EXERCISE PROMPT: Copy out every line of the listing below, including the request. Multiply each coordinate in the answer points by 1.65 and round to the nearest whole number, with halves rounded up, but leave the request's wording unchanged.

ENTRIES PROVIDED:
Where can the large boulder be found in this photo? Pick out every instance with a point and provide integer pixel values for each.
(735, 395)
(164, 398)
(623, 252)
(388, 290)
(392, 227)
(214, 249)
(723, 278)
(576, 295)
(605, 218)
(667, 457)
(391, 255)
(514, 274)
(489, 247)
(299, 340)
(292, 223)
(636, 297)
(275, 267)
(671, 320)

RESULT FOR THIS EXERCISE:
Where can the large boulder be found in this photo? Pick out every instance with a point and provide integer pixel values for each.
(1213, 652)
(271, 657)
(1028, 416)
(640, 479)
(647, 375)
(353, 411)
(1193, 459)
(950, 487)
(998, 360)
(1101, 754)
(645, 421)
(848, 452)
(807, 408)
(493, 561)
(482, 368)
(1049, 490)
(454, 441)
(1107, 528)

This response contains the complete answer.